Extracted text:
At What Age Did You Cease to Give a Rat's Patooty About Pop Culture?

It’s been coming on gradually for the past several years, probably since my late-30’s.

After “Joe Millionaire” I lost interest in those “pick-a-spouse” shows. I can’t get invested in that.

I’ve tried watching sitcoms, some of the ads for “How I Met Your Mother” are amusing, but after a couple of minutes I get all squirmy and bored.

Commercials for movies make me want to hide under a table, they’re just way too intense.

OnDemand is at least commercial-free, I can watch “Intervention” and “Hoarders”, and I kind of like those crazy British ladies who chide people over their filthy homes, but that’s about it. I don’t know the people on People, and most of Perez’s gossip is beyond me (though I do like his doodles).

And the tragic thing is, I don’t care!

Give me Seinfeld reruns and WKRP and I’m a happy camper.
I’m reminded of the stereotypical old fart from my youth, still listening to Burns and Allen.:smiley:

Now I see why advertisers don’t bother targeting those of us past the 35-44 age group. We’re indifferent to their ploys.

I’d have to say, at 42…don’t know if I don’t care or what. I always have the TV on, for “company” or background, but I just don’t have the attention span to sit down for anything but Intervention. I think depression and being stressed for the past year has a lot to do with it, but, who knows?

I stopped “keeping up” with TV shows when I started having kids; they always watched their kid shows and I was never one to sit up and watch TV after they went to bed. So I got out of the habit of TV watching when I was about 25 years old.

Extracted material:
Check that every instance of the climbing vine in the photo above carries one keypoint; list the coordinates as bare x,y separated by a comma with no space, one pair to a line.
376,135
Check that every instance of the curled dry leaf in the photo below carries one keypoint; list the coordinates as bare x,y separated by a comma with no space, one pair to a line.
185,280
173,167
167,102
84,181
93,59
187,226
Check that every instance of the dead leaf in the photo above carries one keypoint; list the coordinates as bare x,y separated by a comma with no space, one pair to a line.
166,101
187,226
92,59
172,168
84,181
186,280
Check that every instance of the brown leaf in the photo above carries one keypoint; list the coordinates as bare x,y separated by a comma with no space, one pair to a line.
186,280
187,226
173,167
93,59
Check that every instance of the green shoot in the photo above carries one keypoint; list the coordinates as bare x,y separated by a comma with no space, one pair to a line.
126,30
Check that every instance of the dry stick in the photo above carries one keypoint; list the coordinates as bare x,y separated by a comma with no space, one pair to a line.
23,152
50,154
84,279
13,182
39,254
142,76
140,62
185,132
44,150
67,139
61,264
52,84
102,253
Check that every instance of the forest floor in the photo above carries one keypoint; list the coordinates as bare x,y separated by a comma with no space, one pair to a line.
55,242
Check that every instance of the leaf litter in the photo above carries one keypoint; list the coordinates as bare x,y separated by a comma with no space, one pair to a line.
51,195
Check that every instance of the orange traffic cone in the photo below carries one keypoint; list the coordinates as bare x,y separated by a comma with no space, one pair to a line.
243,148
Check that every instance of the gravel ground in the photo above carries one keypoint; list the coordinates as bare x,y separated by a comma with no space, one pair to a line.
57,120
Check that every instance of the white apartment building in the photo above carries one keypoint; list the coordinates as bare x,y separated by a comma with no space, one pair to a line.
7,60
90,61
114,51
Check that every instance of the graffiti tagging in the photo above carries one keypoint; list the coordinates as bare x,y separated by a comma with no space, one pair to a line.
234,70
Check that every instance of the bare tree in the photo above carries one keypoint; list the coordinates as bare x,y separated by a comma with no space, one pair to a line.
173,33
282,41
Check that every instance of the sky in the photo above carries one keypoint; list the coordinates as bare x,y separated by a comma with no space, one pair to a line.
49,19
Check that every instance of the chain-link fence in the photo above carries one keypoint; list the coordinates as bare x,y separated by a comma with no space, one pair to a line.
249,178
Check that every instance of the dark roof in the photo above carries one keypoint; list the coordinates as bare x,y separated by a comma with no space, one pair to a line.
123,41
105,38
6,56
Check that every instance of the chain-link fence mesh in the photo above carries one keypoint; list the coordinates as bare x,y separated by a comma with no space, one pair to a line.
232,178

Aim 1: Quote the pop culture discussion word for word, starting with "OnDemand is at" and going on through "a happy camper.".
Aim 2: In the pop culture discussion, which two shows does the opening writer name as ones they can watch on OnDemand?

Exercise answer 1:
OnDemand is at least commercial-free, I can watch “Intervention” and “Hoarders”, and I kind of like those crazy British ladies who chide people over their filthy homes, but that’s about it. I don’t know the people on People, and most of Perez’s gossip is beyond me (though I do like his doodles).

And the tragic thing is, I don’t care!

Give me Seinfeld reruns and WKRP and I’m a happy camper.

Exercise answer 2: "Intervention" and "Hoarders."